» TASK STATEMENT
Copy all the records below, changing every "vertex pairs" to "coordinate pairs" and leaving everything else as it is.

» RECORD LIST
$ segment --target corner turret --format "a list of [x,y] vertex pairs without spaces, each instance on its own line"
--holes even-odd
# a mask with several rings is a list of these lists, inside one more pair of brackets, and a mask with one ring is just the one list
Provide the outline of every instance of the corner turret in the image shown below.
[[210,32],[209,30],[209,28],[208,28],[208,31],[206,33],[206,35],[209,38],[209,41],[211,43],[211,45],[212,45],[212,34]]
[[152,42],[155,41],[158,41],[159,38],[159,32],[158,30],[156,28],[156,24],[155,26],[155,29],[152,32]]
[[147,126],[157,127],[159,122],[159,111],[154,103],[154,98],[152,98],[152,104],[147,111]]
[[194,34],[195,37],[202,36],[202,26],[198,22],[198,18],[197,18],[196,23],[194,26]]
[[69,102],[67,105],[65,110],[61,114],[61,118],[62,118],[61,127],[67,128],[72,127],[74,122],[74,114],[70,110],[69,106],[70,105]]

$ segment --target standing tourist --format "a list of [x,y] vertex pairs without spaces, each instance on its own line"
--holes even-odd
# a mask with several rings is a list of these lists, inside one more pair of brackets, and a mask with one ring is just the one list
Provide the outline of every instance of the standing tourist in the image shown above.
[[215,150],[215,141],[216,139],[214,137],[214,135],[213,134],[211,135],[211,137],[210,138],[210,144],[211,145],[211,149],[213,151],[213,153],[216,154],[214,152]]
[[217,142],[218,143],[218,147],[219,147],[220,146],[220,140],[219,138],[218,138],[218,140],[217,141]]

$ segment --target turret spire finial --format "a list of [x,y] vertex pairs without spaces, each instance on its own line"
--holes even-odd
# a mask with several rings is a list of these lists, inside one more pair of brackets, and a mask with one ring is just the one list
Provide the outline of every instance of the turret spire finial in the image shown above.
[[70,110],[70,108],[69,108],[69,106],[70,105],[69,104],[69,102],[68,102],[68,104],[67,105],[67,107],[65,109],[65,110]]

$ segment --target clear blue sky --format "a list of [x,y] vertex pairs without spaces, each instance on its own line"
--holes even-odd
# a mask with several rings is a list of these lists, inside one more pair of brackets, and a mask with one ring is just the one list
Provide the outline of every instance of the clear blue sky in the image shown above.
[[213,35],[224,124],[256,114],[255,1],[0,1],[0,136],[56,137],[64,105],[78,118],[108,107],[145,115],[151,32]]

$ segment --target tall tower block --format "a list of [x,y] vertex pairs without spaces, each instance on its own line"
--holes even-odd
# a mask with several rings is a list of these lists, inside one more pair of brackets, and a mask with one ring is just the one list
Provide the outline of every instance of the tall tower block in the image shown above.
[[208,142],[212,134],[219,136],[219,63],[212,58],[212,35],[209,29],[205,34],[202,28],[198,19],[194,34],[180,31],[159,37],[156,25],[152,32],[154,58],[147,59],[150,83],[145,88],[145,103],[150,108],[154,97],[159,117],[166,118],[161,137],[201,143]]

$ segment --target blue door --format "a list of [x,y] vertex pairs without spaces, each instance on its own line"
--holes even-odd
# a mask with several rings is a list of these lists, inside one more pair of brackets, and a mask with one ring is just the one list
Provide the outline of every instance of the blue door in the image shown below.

» ANSWER TO THIS TASK
$ segment --target corner turret --format "a list of [x,y] coordinate pairs without spaces, each instance on its own line"
--holes even-odd
# a mask with several rings is a list of these lists, inside one more pair of brackets, and a mask with one ring is just the one list
Provide the outline of every instance of the corner turret in the image shown below.
[[210,32],[209,30],[209,28],[208,28],[208,31],[206,33],[206,35],[209,38],[209,41],[211,43],[211,45],[212,45],[212,34]]
[[152,42],[155,41],[158,41],[159,38],[159,32],[158,30],[156,28],[156,24],[155,26],[155,29],[152,32]]
[[147,126],[157,127],[159,122],[159,111],[154,103],[154,98],[152,98],[152,104],[147,111]]
[[194,34],[195,37],[202,36],[202,26],[198,22],[198,18],[197,18],[196,23],[194,26]]
[[69,102],[67,105],[65,110],[61,114],[61,118],[62,118],[61,127],[67,128],[72,127],[74,122],[74,114],[70,110],[69,106],[70,105]]

$ segment --target standing tourist --format "a list of [x,y] coordinate pairs without spaces, each instance on its own line"
--holes even-odd
# a mask with several rings is a list of these lists, inside one more pair of brackets, and a mask with one ring is just the one list
Provide the outline of every instance of the standing tourist in the image shown above.
[[215,150],[215,141],[216,139],[214,137],[214,135],[213,134],[211,135],[211,137],[210,138],[210,144],[211,145],[211,149],[213,151],[213,153],[216,154],[214,152]]
[[217,142],[218,143],[218,147],[219,147],[220,146],[220,140],[219,138],[218,138],[218,140],[217,141]]

$ segment --target turret spire finial --format "a list of [x,y] coordinate pairs without spaces, each instance on its own line"
--holes even-odd
# a mask with several rings is a list of these lists, inside one more pair of brackets, and a mask with one ring is just the one list
Provide the outline of every instance of the turret spire finial in the image shown above.
[[70,110],[70,108],[69,108],[69,106],[70,105],[69,104],[69,102],[68,102],[68,104],[67,105],[67,107],[65,109],[65,110]]

$ segment --target clear blue sky --format "a list of [x,y] coordinate pairs without spaces, each instance on its own line"
--holes even-odd
# a mask with several rings is a list of these lists, inside one more pair of brackets, and a mask with one ring is just the one list
Provide the outline of every instance of the clear blue sky in the image shown above.
[[213,35],[224,124],[256,114],[255,1],[0,1],[0,136],[56,137],[64,105],[78,118],[108,107],[145,115],[151,32]]

$ segment --target tall tower block --format "a list of [x,y] coordinate pairs without spaces, each instance on its own line"
--holes even-odd
# a mask with several rings is a list of these lists, inside one more pair of brackets, and a mask with one ring is just the one list
Provide the outline of every instance of the tall tower block in the image shown above.
[[208,142],[212,134],[219,136],[219,63],[212,58],[212,35],[209,29],[205,34],[202,28],[198,19],[194,34],[180,31],[159,37],[156,25],[152,32],[154,58],[147,59],[150,83],[145,88],[145,103],[150,108],[154,97],[159,117],[166,118],[161,137],[201,143]]

$ segment --target blue door --format "a list of [x,y] coordinate pairs without spaces, each instance on its own line"
--holes even-odd
# a mask with several rings is a list of these lists, inside one more pair of brackets, and a mask with one ring is just the one list
Provide the outline of every instance of the blue door in the image shown below.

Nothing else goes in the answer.